== Records shown ==
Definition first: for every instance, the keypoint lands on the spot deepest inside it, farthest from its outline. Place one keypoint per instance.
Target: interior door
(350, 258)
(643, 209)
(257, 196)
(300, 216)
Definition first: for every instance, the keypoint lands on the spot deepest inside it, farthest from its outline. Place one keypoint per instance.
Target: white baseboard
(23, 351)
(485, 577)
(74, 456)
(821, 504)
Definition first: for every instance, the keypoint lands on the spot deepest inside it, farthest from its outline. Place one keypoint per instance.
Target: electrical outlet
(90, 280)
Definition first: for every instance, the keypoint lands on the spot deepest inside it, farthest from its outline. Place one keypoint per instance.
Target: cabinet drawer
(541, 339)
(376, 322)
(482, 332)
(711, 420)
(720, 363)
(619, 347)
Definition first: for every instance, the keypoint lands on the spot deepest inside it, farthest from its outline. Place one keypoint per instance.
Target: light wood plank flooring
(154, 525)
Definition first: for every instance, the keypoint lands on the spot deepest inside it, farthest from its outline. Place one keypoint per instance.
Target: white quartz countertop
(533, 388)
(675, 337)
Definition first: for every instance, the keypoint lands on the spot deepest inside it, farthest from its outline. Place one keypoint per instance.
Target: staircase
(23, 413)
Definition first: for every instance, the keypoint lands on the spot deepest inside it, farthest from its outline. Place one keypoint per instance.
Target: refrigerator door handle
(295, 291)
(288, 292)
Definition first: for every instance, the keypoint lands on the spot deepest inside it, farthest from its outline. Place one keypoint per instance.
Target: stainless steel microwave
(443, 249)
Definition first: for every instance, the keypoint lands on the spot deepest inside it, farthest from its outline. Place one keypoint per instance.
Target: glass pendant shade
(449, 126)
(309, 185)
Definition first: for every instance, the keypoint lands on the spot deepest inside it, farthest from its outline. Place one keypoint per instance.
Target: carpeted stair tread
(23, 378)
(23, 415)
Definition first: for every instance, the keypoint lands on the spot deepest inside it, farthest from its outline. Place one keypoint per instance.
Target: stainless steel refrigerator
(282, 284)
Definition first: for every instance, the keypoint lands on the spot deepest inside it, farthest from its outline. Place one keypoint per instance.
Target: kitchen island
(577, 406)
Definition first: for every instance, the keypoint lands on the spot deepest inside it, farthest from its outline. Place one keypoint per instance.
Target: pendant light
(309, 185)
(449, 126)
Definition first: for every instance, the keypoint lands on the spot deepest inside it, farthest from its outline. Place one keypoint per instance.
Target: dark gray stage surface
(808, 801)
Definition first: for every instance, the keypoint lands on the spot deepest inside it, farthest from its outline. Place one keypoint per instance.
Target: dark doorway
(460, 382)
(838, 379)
===
### [What you have to do]
Extract every entry in the listing word for word.

### [Answer to this problem]
Definition first: for every instance, the keypoint lands on the spot deepest inside it, farthest from its outline. Place one keypoint per instance.
Target: interior door
(350, 258)
(643, 209)
(257, 196)
(300, 216)
Definition first: for every instance, the keypoint lands on the spot deepest inside it, farthest from its outline. Place one keypoint per instance.
Target: white baseboard
(23, 351)
(485, 577)
(74, 456)
(821, 504)
Definition first: for every instance, the keypoint lands on the spot deepest inside it, farthest from its outline. Place one keypoint per instance.
Target: electrical outlet
(90, 280)
Definition first: for every instance, the keypoint lands on the spot deepest inside it, farthest from its outline. Place one keypoint per instance.
Target: cabinet drawer
(541, 339)
(376, 322)
(482, 332)
(711, 420)
(720, 363)
(619, 347)
Definition first: for every instance, the keypoint lands on the spot deepest inside it, farthest from its outline. Place one keypoint per instance.
Target: light wood plank flooring
(154, 525)
Definition first: for every instance, the keypoint lands on the spot deepest inside it, farthest from its outline. Place one keypoint per instance.
Target: white quartz countertop
(533, 388)
(675, 337)
Definition first: for every instance, the keypoint lands on the spot deepest inside it, farthest from its outline. Place one keypoint per instance.
Target: staircase
(23, 413)
Definition first: for every instance, the keypoint lands on the spot deepest inside it, farthest from its outline. Place one keypoint per instance.
Target: refrigerator door handle
(295, 291)
(288, 292)
Definition first: for every instance, the keypoint lands on the spot deepest inside it, farthest from its outline. Place one keypoint per instance.
Target: stainless steel microwave
(443, 249)
Definition first: for every instance, the keypoint lands on the spot deepest inside it, farthest from its outline. Place one keypoint per instance.
Target: glass pendant shade
(449, 126)
(309, 185)
Definition first: for every instance, the keypoint lands on the spot deepest inside it, farthest from its outline. Place one keypoint per instance.
Target: carpeted stair tread
(23, 378)
(23, 415)
Definition first: for every instance, the keypoint lands on the spot deepest inside it, farthest from its outline. Place one keypoint per instance.
Target: stainless steel refrigerator
(282, 284)
Definition first: for every instance, the keypoint lands on the spot deepest inside it, farthest from its outline. Place one keypoint per instance.
Target: kitchen island
(577, 406)
Definition first: for every instance, the keypoint lands on the spot deepest inside it, farthest from its outline. Place one keypoint per instance.
Target: pendant light
(309, 185)
(449, 126)
Definition first: for every instance, the keypoint lands on the spot deepest inside it, farthest from its outline. Place one keypoint per instance.
Target: dark gray stage surface
(808, 801)
Definition first: for every instance, the keypoint lands on the spot deepest inside it, farthest from its outline. Place one keypoint per instance.
Target: dark doorway
(460, 382)
(838, 379)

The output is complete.